**Work to do:**
Could you output every line of the items below, unchanged?

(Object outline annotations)
========

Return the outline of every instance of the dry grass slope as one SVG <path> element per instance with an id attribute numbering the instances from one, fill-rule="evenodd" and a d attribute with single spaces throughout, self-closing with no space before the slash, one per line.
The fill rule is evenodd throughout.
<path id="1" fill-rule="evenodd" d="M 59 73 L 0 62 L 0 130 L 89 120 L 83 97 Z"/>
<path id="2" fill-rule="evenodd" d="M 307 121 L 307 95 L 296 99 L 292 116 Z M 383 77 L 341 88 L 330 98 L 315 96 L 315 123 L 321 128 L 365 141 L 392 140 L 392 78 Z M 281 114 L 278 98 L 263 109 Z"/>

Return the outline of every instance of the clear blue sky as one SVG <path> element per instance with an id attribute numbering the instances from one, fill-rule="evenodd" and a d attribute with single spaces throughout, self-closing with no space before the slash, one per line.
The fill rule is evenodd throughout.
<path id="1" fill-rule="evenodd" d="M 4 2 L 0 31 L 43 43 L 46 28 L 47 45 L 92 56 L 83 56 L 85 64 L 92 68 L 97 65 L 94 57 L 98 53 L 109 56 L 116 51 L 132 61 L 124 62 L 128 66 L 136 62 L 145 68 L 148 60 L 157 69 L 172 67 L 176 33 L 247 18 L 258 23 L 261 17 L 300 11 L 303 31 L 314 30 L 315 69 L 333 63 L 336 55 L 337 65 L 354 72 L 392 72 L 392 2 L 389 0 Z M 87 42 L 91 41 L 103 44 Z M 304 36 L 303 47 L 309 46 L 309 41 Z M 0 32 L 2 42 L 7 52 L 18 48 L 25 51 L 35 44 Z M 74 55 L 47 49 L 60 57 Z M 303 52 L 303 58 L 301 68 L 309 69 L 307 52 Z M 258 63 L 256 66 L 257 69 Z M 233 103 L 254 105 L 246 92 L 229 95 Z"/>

========

**Complete output:**
Return the outline of every instance of the dry grass slope as one SVG <path> element per instance with an id attribute numbering the instances from one, fill-rule="evenodd" and a d attribute with single spaces throughout, self-closing with no space before the slash, one per line.
The fill rule is evenodd throughout.
<path id="1" fill-rule="evenodd" d="M 59 73 L 0 62 L 0 130 L 89 120 L 83 97 Z"/>
<path id="2" fill-rule="evenodd" d="M 307 121 L 307 95 L 296 99 L 292 116 Z M 383 77 L 341 88 L 330 98 L 315 96 L 315 123 L 321 128 L 365 141 L 392 140 L 392 78 Z M 281 114 L 278 98 L 263 109 Z"/>

Return the outline of every instance of the clear blue sky as one SVG <path> element per instance with an id attribute numbering the instances from one, fill-rule="evenodd" and a d attribute with single spaces throughout, self-closing with no space before the slash, one per line.
The fill rule is evenodd throughout.
<path id="1" fill-rule="evenodd" d="M 4 2 L 0 31 L 43 43 L 46 28 L 47 45 L 92 56 L 83 56 L 85 64 L 92 68 L 97 65 L 94 57 L 98 53 L 109 56 L 116 51 L 132 61 L 124 62 L 128 66 L 136 62 L 145 68 L 148 60 L 157 69 L 172 67 L 176 33 L 247 18 L 258 23 L 261 17 L 300 11 L 303 31 L 314 30 L 315 69 L 333 63 L 336 55 L 337 65 L 354 72 L 392 72 L 392 2 L 389 0 Z M 87 42 L 91 41 L 103 44 Z M 304 36 L 303 47 L 309 46 L 309 41 Z M 0 32 L 2 42 L 7 52 L 18 48 L 25 51 L 35 44 Z M 74 55 L 47 49 L 60 57 Z M 303 52 L 303 58 L 301 68 L 309 69 L 307 52 Z M 258 63 L 256 66 L 257 69 Z M 233 103 L 254 105 L 246 92 L 229 95 Z"/>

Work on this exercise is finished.